(Saved data entries)
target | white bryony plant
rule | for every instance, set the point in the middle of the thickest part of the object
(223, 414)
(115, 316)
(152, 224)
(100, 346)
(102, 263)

> Task directions
From the line containing "rule | for every" through the last line of the entries above, print every line exactly, including both ends, and nothing else.

> Result of this task
rule | for every instance, set the point in the middle of the thickest part of the object
(223, 414)
(115, 316)
(152, 224)
(100, 346)
(102, 263)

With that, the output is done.